12 Sep 2019

Prom 69: Elena Stikhina’s auspicious UK debut in a dazzling Czech Philharmonic concert

Rarely can any singer have made such an unforgettable UK debut in just twelve minutes of music. That was unquestionably the case with the Russian soprano, Elena Stikhina, who in a performance of Tchaikovsky’s Letter Scene from Eugene Onegin, sang with such compelling stage magnetism and with a voice that has everything you could possibly want.

For a soprano who has already sung Brünnhilde (in Siegfried) and is about to take on Norma, there were many assumptions to make about the kind of voice Stikhina might have; none were actually founded in fact. Everything about this performance suggested a thorough grounding in the role’s youthfulness, innocence, and romantic instincts. It was almost unbearable to hear Tatyana’s soul being displayed with such depth; it was if every novel, every chapter and paragraph of a book ever written were being narrated by Stikhina with heartrending insight. What was so unusual about this Letter Scene wasn’t just the careful attention to detail (and the impeccable Russian), it was that you felt she was writing the letter as it happened. Less the vast monologue it often is, it was a gripping and believable performance of time and place which was of the moment.

+===+

_Task requirements_
Copy out the review of Prom 69 above word for word, from the date line to the final sentence.

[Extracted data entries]
+===+

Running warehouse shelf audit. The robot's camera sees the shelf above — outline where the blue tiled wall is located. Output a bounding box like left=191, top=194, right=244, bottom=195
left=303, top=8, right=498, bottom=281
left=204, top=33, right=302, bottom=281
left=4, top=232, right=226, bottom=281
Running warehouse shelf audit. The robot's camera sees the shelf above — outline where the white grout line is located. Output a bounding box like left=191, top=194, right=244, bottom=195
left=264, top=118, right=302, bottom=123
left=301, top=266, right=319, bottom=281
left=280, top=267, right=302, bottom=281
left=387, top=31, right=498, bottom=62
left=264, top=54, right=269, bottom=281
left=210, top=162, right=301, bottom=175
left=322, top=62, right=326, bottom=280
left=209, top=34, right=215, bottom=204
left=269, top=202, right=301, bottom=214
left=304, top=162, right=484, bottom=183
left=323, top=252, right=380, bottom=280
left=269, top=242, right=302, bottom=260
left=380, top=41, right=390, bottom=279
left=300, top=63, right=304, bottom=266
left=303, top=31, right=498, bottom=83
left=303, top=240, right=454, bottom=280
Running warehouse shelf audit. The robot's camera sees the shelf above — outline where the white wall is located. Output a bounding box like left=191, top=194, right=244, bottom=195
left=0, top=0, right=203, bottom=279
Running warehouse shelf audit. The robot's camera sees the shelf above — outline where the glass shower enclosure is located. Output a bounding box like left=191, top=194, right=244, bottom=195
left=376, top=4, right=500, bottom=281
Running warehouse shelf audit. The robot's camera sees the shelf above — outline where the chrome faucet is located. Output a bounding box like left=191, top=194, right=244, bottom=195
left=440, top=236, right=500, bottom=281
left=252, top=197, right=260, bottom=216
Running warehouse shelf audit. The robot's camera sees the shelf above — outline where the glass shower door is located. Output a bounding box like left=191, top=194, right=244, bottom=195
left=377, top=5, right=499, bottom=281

+===+

_Exercise answer_
12 Sep 2019

Prom 69: Elena Stikhina’s auspicious UK debut in a dazzling Czech Philharmonic concert

Rarely can any singer have made such an unforgettable UK debut in just twelve minutes of music. That was unquestionably the case with the Russian soprano, Elena Stikhina, who in a performance of Tchaikovsky’s Letter Scene from Eugene Onegin, sang with such compelling stage magnetism and with a voice that has everything you could possibly want.

For a soprano who has already sung Brünnhilde (in Siegfried) and is about to take on Norma, there were many assumptions to make about the kind of voice Stikhina might have; none were actually founded in fact. Everything about this performance suggested a thorough grounding in the role’s youthfulness, innocence, and romantic instincts. It was almost unbearable to hear Tatyana’s soul being displayed with such depth; it was if every novel, every chapter and paragraph of a book ever written were being narrated by Stikhina with heartrending insight. What was so unusual about this Letter Scene wasn’t just the careful attention to detail (and the impeccable Russian), it was that you felt she was writing the letter as it happened. Less the vast monologue it often is, it was a gripping and believable performance of time and place which was of the moment.